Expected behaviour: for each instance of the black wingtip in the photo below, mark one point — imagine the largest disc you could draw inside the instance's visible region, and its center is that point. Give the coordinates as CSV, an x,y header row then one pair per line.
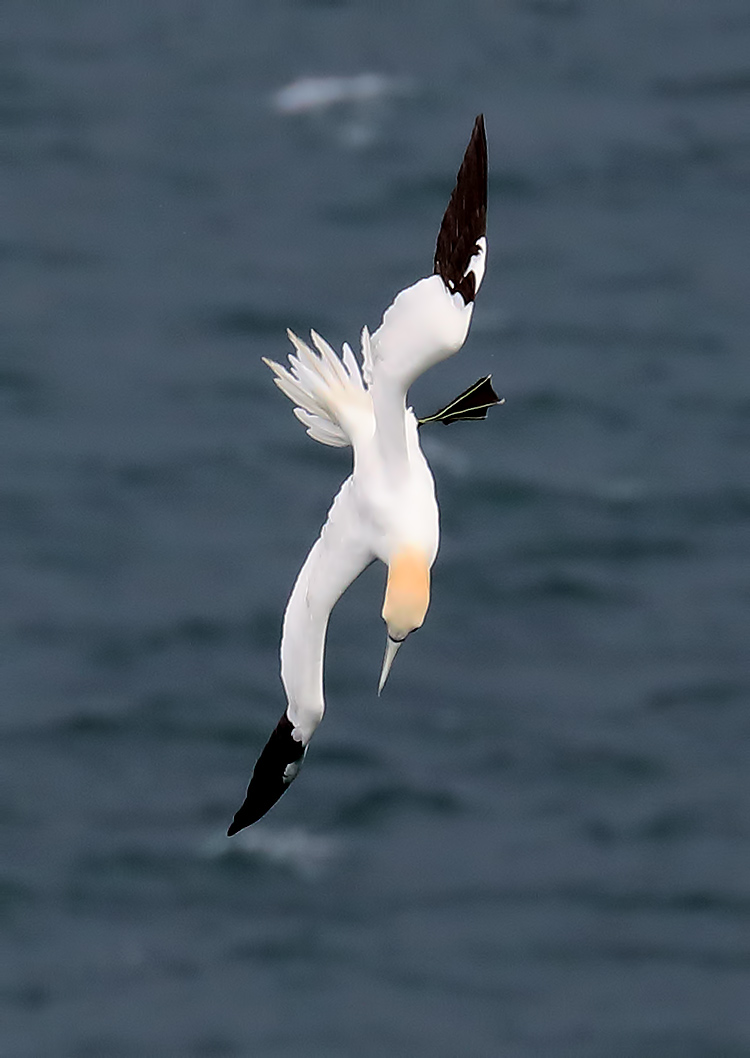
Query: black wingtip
x,y
274,771
464,221
472,404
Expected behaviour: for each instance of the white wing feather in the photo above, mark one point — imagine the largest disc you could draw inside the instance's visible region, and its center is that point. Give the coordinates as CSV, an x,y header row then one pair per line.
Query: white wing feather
x,y
329,394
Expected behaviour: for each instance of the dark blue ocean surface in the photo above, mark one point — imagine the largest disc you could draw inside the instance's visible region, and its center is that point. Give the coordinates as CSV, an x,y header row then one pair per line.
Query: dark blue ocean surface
x,y
536,842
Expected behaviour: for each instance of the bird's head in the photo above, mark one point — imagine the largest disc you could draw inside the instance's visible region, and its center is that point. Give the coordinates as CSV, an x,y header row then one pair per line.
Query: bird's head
x,y
406,601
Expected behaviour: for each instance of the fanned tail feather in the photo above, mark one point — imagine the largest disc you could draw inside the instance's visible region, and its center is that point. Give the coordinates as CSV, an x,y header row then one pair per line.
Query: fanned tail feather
x,y
328,390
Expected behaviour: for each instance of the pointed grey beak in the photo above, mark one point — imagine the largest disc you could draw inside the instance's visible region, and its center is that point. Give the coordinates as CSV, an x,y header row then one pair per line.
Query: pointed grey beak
x,y
391,648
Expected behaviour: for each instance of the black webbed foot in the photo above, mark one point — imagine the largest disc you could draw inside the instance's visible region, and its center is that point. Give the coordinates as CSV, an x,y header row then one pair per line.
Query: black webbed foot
x,y
273,773
472,404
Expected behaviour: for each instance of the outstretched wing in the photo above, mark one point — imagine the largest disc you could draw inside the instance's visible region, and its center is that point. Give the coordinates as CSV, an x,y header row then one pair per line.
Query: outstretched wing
x,y
328,391
430,321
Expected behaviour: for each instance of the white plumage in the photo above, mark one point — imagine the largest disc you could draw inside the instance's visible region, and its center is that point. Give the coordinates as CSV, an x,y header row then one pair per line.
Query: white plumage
x,y
386,508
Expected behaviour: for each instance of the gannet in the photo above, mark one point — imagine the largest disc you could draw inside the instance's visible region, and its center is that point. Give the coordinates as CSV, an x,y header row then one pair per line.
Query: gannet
x,y
386,509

----------

WORK INSTRUCTIONS:
The line containing "Expected behaviour: for each instance of the white plumage" marks where to begin; the last line of the records marks where to stop. Copy both and all between, exactly.

RESULT:
Expected behaviour: for each instance of the white plumage in the photo above, mark one point — imagine the largest disc you could draw inside the instance's visible region, and its center is that point. Give the coordinates as CSV, an x,y header row then one pair per line.
Query: white plumage
x,y
386,508
Expected behaviour: for each instance of the gannet in the photo above, mark one point — imagine the largest disc you could draw inside the instance's visible region, and its center is that point. Give the coordinates as CSV, an x,y header row then one pair per line.
Query: gannet
x,y
386,509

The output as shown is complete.